____ Task input
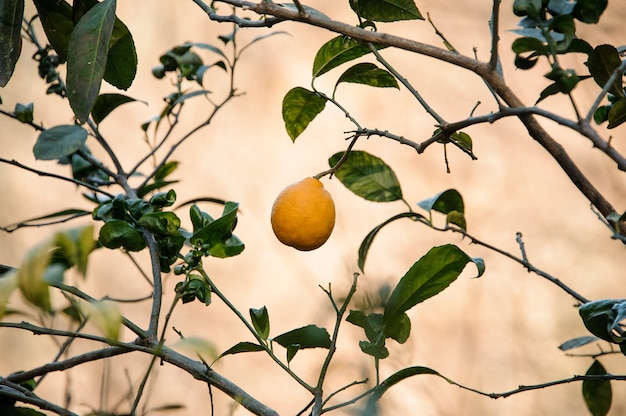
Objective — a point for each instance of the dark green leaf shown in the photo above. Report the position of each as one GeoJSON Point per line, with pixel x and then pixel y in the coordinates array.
{"type": "Point", "coordinates": [577, 342]}
{"type": "Point", "coordinates": [57, 22]}
{"type": "Point", "coordinates": [121, 65]}
{"type": "Point", "coordinates": [602, 318]}
{"type": "Point", "coordinates": [374, 349]}
{"type": "Point", "coordinates": [106, 103]}
{"type": "Point", "coordinates": [242, 347]}
{"type": "Point", "coordinates": [602, 62]}
{"type": "Point", "coordinates": [24, 113]}
{"type": "Point", "coordinates": [598, 395]}
{"type": "Point", "coordinates": [261, 321]}
{"type": "Point", "coordinates": [367, 176]}
{"type": "Point", "coordinates": [395, 379]}
{"type": "Point", "coordinates": [165, 170]}
{"type": "Point", "coordinates": [59, 141]}
{"type": "Point", "coordinates": [386, 10]}
{"type": "Point", "coordinates": [161, 223]}
{"type": "Point", "coordinates": [30, 277]}
{"type": "Point", "coordinates": [617, 113]}
{"type": "Point", "coordinates": [87, 57]}
{"type": "Point", "coordinates": [300, 107]}
{"type": "Point", "coordinates": [195, 287]}
{"type": "Point", "coordinates": [444, 202]}
{"type": "Point", "coordinates": [528, 8]}
{"type": "Point", "coordinates": [529, 44]}
{"type": "Point", "coordinates": [11, 14]}
{"type": "Point", "coordinates": [369, 238]}
{"type": "Point", "coordinates": [118, 233]}
{"type": "Point", "coordinates": [431, 274]}
{"type": "Point", "coordinates": [368, 74]}
{"type": "Point", "coordinates": [309, 336]}
{"type": "Point", "coordinates": [589, 11]}
{"type": "Point", "coordinates": [335, 52]}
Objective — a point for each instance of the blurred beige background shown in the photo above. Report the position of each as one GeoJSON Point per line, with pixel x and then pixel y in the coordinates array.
{"type": "Point", "coordinates": [492, 334]}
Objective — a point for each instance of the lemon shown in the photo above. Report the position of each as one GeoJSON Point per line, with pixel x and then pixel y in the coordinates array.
{"type": "Point", "coordinates": [303, 215]}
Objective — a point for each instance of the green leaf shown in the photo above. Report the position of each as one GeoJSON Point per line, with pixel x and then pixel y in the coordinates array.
{"type": "Point", "coordinates": [444, 202]}
{"type": "Point", "coordinates": [386, 10]}
{"type": "Point", "coordinates": [161, 223]}
{"type": "Point", "coordinates": [368, 74]}
{"type": "Point", "coordinates": [261, 321]}
{"type": "Point", "coordinates": [59, 141]}
{"type": "Point", "coordinates": [195, 287]}
{"type": "Point", "coordinates": [121, 64]}
{"type": "Point", "coordinates": [300, 107]}
{"type": "Point", "coordinates": [602, 318]}
{"type": "Point", "coordinates": [11, 14]}
{"type": "Point", "coordinates": [430, 275]}
{"type": "Point", "coordinates": [598, 395]}
{"type": "Point", "coordinates": [119, 233]}
{"type": "Point", "coordinates": [577, 342]}
{"type": "Point", "coordinates": [30, 276]}
{"type": "Point", "coordinates": [24, 113]}
{"type": "Point", "coordinates": [8, 284]}
{"type": "Point", "coordinates": [589, 11]}
{"type": "Point", "coordinates": [369, 238]}
{"type": "Point", "coordinates": [309, 336]}
{"type": "Point", "coordinates": [241, 347]}
{"type": "Point", "coordinates": [617, 113]}
{"type": "Point", "coordinates": [75, 246]}
{"type": "Point", "coordinates": [217, 237]}
{"type": "Point", "coordinates": [394, 379]}
{"type": "Point", "coordinates": [528, 8]}
{"type": "Point", "coordinates": [529, 44]}
{"type": "Point", "coordinates": [57, 22]}
{"type": "Point", "coordinates": [602, 62]}
{"type": "Point", "coordinates": [106, 103]}
{"type": "Point", "coordinates": [337, 51]}
{"type": "Point", "coordinates": [367, 176]}
{"type": "Point", "coordinates": [87, 57]}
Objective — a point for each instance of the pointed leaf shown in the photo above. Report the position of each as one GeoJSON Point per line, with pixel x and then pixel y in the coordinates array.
{"type": "Point", "coordinates": [444, 202]}
{"type": "Point", "coordinates": [431, 274]}
{"type": "Point", "coordinates": [87, 57]}
{"type": "Point", "coordinates": [395, 379]}
{"type": "Point", "coordinates": [309, 336]}
{"type": "Point", "coordinates": [598, 395]}
{"type": "Point", "coordinates": [368, 74]}
{"type": "Point", "coordinates": [30, 277]}
{"type": "Point", "coordinates": [300, 107]}
{"type": "Point", "coordinates": [59, 141]}
{"type": "Point", "coordinates": [261, 321]}
{"type": "Point", "coordinates": [119, 233]}
{"type": "Point", "coordinates": [337, 51]}
{"type": "Point", "coordinates": [107, 315]}
{"type": "Point", "coordinates": [369, 238]}
{"type": "Point", "coordinates": [8, 284]}
{"type": "Point", "coordinates": [367, 176]}
{"type": "Point", "coordinates": [11, 14]}
{"type": "Point", "coordinates": [106, 103]}
{"type": "Point", "coordinates": [617, 113]}
{"type": "Point", "coordinates": [240, 348]}
{"type": "Point", "coordinates": [603, 318]}
{"type": "Point", "coordinates": [386, 10]}
{"type": "Point", "coordinates": [602, 62]}
{"type": "Point", "coordinates": [56, 19]}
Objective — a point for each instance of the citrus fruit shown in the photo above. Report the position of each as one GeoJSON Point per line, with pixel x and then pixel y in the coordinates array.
{"type": "Point", "coordinates": [303, 215]}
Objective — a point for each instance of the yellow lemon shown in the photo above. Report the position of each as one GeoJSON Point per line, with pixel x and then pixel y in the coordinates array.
{"type": "Point", "coordinates": [303, 215]}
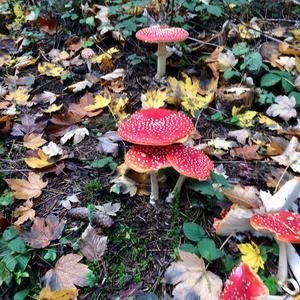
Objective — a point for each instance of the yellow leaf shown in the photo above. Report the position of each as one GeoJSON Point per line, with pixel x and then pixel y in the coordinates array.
{"type": "Point", "coordinates": [99, 102]}
{"type": "Point", "coordinates": [54, 107]}
{"type": "Point", "coordinates": [245, 119]}
{"type": "Point", "coordinates": [38, 162]}
{"type": "Point", "coordinates": [67, 294]}
{"type": "Point", "coordinates": [154, 99]}
{"type": "Point", "coordinates": [251, 256]}
{"type": "Point", "coordinates": [50, 69]}
{"type": "Point", "coordinates": [20, 96]}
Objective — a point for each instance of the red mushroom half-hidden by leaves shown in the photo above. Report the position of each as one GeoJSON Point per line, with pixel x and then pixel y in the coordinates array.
{"type": "Point", "coordinates": [285, 226]}
{"type": "Point", "coordinates": [243, 283]}
{"type": "Point", "coordinates": [150, 159]}
{"type": "Point", "coordinates": [189, 162]}
{"type": "Point", "coordinates": [156, 127]}
{"type": "Point", "coordinates": [161, 35]}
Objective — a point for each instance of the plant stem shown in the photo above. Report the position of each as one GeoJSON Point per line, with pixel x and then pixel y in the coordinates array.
{"type": "Point", "coordinates": [176, 189]}
{"type": "Point", "coordinates": [154, 188]}
{"type": "Point", "coordinates": [161, 60]}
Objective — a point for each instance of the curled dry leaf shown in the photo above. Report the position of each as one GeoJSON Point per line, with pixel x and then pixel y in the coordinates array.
{"type": "Point", "coordinates": [100, 219]}
{"type": "Point", "coordinates": [67, 273]}
{"type": "Point", "coordinates": [43, 231]}
{"type": "Point", "coordinates": [191, 280]}
{"type": "Point", "coordinates": [27, 189]}
{"type": "Point", "coordinates": [92, 245]}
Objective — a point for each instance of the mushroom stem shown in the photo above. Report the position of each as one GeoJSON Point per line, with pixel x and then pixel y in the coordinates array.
{"type": "Point", "coordinates": [282, 274]}
{"type": "Point", "coordinates": [154, 188]}
{"type": "Point", "coordinates": [161, 60]}
{"type": "Point", "coordinates": [176, 189]}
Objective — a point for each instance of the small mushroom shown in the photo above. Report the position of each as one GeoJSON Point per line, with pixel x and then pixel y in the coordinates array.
{"type": "Point", "coordinates": [189, 162]}
{"type": "Point", "coordinates": [156, 127]}
{"type": "Point", "coordinates": [161, 35]}
{"type": "Point", "coordinates": [87, 54]}
{"type": "Point", "coordinates": [243, 283]}
{"type": "Point", "coordinates": [150, 159]}
{"type": "Point", "coordinates": [285, 226]}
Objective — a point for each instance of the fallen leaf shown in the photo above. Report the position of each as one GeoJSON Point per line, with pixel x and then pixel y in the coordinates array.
{"type": "Point", "coordinates": [191, 280]}
{"type": "Point", "coordinates": [66, 294]}
{"type": "Point", "coordinates": [78, 134]}
{"type": "Point", "coordinates": [38, 162]}
{"type": "Point", "coordinates": [27, 189]}
{"type": "Point", "coordinates": [251, 256]}
{"type": "Point", "coordinates": [92, 245]}
{"type": "Point", "coordinates": [34, 141]}
{"type": "Point", "coordinates": [284, 107]}
{"type": "Point", "coordinates": [52, 149]}
{"type": "Point", "coordinates": [24, 212]}
{"type": "Point", "coordinates": [43, 231]}
{"type": "Point", "coordinates": [67, 273]}
{"type": "Point", "coordinates": [109, 208]}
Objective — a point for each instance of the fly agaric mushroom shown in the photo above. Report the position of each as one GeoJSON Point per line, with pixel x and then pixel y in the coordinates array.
{"type": "Point", "coordinates": [87, 54]}
{"type": "Point", "coordinates": [144, 159]}
{"type": "Point", "coordinates": [243, 283]}
{"type": "Point", "coordinates": [161, 35]}
{"type": "Point", "coordinates": [189, 162]}
{"type": "Point", "coordinates": [285, 226]}
{"type": "Point", "coordinates": [156, 127]}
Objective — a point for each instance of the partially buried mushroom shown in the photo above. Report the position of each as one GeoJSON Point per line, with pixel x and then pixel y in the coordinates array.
{"type": "Point", "coordinates": [189, 162]}
{"type": "Point", "coordinates": [285, 226]}
{"type": "Point", "coordinates": [161, 35]}
{"type": "Point", "coordinates": [150, 159]}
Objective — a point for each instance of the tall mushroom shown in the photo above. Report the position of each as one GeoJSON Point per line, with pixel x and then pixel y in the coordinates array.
{"type": "Point", "coordinates": [161, 35]}
{"type": "Point", "coordinates": [243, 283]}
{"type": "Point", "coordinates": [189, 162]}
{"type": "Point", "coordinates": [285, 226]}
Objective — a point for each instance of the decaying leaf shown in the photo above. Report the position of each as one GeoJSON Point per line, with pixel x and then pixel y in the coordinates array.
{"type": "Point", "coordinates": [65, 294]}
{"type": "Point", "coordinates": [27, 189]}
{"type": "Point", "coordinates": [191, 280]}
{"type": "Point", "coordinates": [43, 231]}
{"type": "Point", "coordinates": [92, 245]}
{"type": "Point", "coordinates": [284, 107]}
{"type": "Point", "coordinates": [67, 273]}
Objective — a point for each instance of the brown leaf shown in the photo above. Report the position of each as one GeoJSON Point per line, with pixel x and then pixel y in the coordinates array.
{"type": "Point", "coordinates": [247, 152]}
{"type": "Point", "coordinates": [67, 273]}
{"type": "Point", "coordinates": [43, 231]}
{"type": "Point", "coordinates": [47, 294]}
{"type": "Point", "coordinates": [92, 245]}
{"type": "Point", "coordinates": [27, 189]}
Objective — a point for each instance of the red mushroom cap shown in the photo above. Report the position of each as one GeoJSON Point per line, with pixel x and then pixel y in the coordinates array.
{"type": "Point", "coordinates": [190, 162]}
{"type": "Point", "coordinates": [284, 225]}
{"type": "Point", "coordinates": [146, 158]}
{"type": "Point", "coordinates": [243, 283]}
{"type": "Point", "coordinates": [155, 127]}
{"type": "Point", "coordinates": [161, 34]}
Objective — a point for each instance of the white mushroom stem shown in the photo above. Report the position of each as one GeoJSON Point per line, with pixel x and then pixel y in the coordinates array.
{"type": "Point", "coordinates": [154, 188]}
{"type": "Point", "coordinates": [161, 60]}
{"type": "Point", "coordinates": [282, 274]}
{"type": "Point", "coordinates": [176, 189]}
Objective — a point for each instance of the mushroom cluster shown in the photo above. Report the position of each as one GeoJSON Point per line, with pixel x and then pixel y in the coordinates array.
{"type": "Point", "coordinates": [157, 132]}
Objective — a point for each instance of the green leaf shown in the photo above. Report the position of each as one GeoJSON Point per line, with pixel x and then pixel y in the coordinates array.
{"type": "Point", "coordinates": [240, 49]}
{"type": "Point", "coordinates": [21, 295]}
{"type": "Point", "coordinates": [208, 249]}
{"type": "Point", "coordinates": [193, 231]}
{"type": "Point", "coordinates": [269, 79]}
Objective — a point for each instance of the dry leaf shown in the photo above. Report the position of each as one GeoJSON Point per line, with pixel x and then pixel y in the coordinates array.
{"type": "Point", "coordinates": [34, 141]}
{"type": "Point", "coordinates": [27, 189]}
{"type": "Point", "coordinates": [92, 245]}
{"type": "Point", "coordinates": [43, 231]}
{"type": "Point", "coordinates": [191, 280]}
{"type": "Point", "coordinates": [67, 273]}
{"type": "Point", "coordinates": [47, 294]}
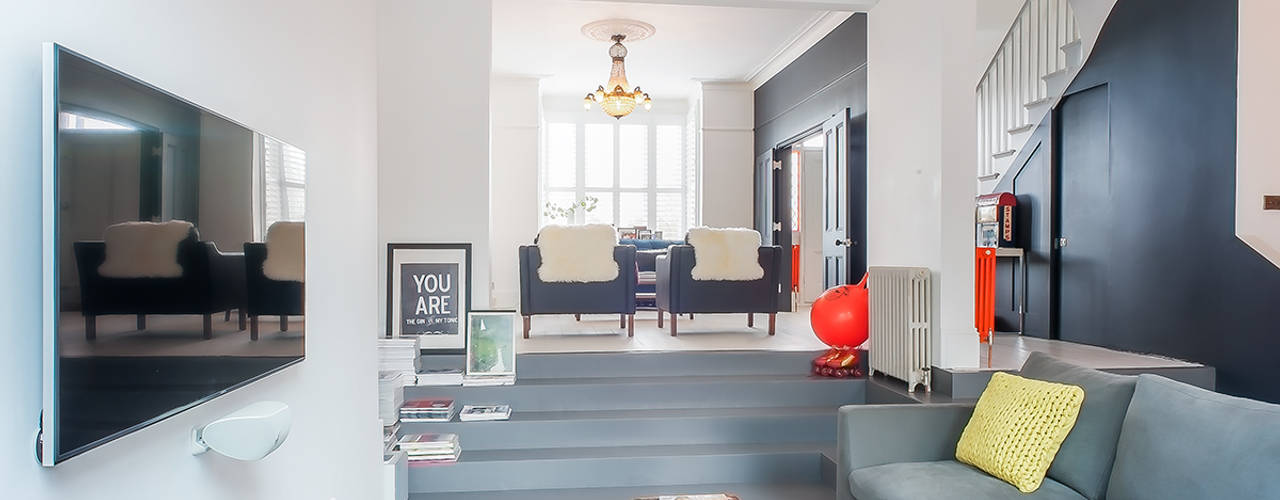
________
Your answer must be the lines from the one holding "Objective — a point for each instance of the dry" through the final line of the records above, exactly as written and without any pictures.

Objective — a point for each instance of the dry leaf shown in the photo above. Report the position of each as one GeoJSON Point per line, with pixel x and then pixel y in the coordinates array.
{"type": "Point", "coordinates": [34, 141]}
{"type": "Point", "coordinates": [27, 189]}
{"type": "Point", "coordinates": [92, 245]}
{"type": "Point", "coordinates": [43, 231]}
{"type": "Point", "coordinates": [191, 280]}
{"type": "Point", "coordinates": [67, 273]}
{"type": "Point", "coordinates": [47, 294]}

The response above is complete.